### ASSIGNMENT
What the task requires is an exact printout of the listing below, pictures excluded.

### SUPPLIED MATERIAL
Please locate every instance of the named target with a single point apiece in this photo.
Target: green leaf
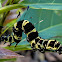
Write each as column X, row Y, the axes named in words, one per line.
column 8, row 26
column 10, row 7
column 49, row 6
column 0, row 4
column 19, row 47
column 51, row 25
column 42, row 1
column 2, row 1
column 43, row 4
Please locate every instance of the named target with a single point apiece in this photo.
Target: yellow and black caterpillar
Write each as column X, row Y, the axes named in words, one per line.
column 37, row 43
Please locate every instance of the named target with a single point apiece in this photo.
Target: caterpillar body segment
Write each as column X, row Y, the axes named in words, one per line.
column 37, row 43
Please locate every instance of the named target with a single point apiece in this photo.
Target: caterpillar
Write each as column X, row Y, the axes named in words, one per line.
column 37, row 43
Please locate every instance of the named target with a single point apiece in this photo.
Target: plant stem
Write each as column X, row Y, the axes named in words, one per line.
column 10, row 7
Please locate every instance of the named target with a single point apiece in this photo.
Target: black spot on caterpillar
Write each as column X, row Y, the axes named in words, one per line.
column 33, row 38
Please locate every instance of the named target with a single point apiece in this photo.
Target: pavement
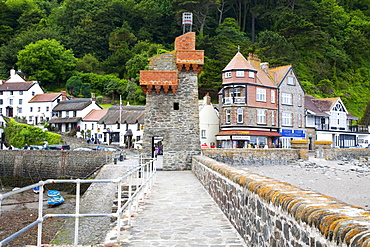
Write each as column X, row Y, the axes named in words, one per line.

### WORKED SOLUTION
Please locate every instance of the named target with a single point apiece in this photo.
Target: green leaf
Write each as column X, row Y, the axes named in words, one per line.
column 8, row 26
column 10, row 7
column 49, row 6
column 0, row 4
column 19, row 47
column 51, row 25
column 42, row 1
column 2, row 1
column 43, row 4
Please locate every instance of the named target with a single point apiece in this photo.
Target: yellow and black caterpillar
Write each as column X, row Y, the axes named in words, one per line.
column 37, row 43
Please locate every instance of the named target with a single point apiece in this photo.
Target: caterpillar body segment
Write each as column X, row Y, the axes named in words, one per line.
column 37, row 43
Please locate every instance of the named target with a single point apiece in this photo.
Target: caterpillar
Write each as column X, row Y, the axes named in words, one per line.
column 37, row 43
Please locate every instance of the named target with a single point apiece in this photo.
Target: plant stem
Write each as column X, row Y, the axes named in words, one per line.
column 10, row 7
Please locate every instance of the named target with a single point apiece in this photo.
Target: black spot on caterpillar
Write each as column X, row Y, the axes named in words, one per line.
column 33, row 38
Please locate every instance of the named target with a single point apiece in this photo.
Target: pavement
Write each as column X, row Y, the axes named in words, one per line.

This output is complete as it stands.